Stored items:
↓↓↓

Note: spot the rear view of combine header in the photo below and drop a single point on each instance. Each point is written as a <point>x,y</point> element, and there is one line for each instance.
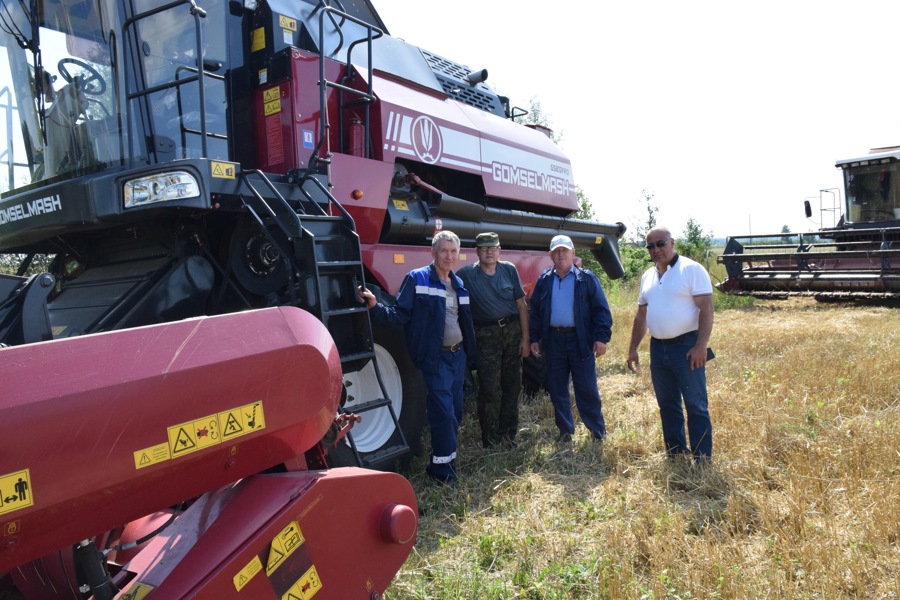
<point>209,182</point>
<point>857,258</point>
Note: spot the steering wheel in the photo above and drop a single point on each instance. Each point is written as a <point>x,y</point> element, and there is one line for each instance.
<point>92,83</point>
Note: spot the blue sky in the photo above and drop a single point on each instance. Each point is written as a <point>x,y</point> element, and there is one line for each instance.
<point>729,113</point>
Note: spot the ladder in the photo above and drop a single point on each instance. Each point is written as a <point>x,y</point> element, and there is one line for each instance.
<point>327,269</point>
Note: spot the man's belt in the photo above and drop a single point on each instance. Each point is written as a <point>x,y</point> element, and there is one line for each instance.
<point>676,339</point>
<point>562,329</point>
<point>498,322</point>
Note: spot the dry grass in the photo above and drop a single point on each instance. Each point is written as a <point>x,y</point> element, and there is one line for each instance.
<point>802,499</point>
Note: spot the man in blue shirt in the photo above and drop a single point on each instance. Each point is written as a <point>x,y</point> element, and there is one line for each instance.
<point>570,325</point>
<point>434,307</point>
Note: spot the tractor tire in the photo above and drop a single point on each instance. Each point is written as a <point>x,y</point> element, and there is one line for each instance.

↑↑↑
↓↓↓

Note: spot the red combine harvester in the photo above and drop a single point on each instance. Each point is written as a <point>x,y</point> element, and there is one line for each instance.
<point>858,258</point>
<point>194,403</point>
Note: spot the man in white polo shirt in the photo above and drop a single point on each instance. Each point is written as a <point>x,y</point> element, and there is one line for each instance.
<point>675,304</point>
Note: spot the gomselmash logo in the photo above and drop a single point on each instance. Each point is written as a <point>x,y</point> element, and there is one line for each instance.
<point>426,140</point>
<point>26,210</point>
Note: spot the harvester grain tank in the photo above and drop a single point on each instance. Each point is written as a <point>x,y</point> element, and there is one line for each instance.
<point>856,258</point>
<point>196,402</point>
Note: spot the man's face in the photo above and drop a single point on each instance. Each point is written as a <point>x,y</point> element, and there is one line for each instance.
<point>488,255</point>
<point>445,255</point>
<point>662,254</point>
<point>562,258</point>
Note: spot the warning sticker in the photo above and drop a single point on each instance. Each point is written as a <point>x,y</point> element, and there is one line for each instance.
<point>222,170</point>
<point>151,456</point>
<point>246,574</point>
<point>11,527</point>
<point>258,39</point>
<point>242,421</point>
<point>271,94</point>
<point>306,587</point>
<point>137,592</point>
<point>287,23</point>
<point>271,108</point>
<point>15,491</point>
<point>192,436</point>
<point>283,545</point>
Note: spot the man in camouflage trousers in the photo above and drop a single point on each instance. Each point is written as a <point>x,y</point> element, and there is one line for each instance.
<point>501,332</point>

↑↑↑

- _Goal of the exercise_:
Of all the entries above, output exactly the lines between the one holding "Note: spot the man in blue" and the one holding "Note: spot the tractor", inclusive.

- _Answer for this exercise_:
Note: spot the man in blue shirt in the photo above and drop a single point on each instance. Each point is written as a <point>x,y</point> element, and there is one line for each instance.
<point>570,325</point>
<point>434,307</point>
Note: spot the tractor tire in the photo above and drop a single point on each instance. Each point is written as a <point>x,y</point> element, and there is one line for each instance.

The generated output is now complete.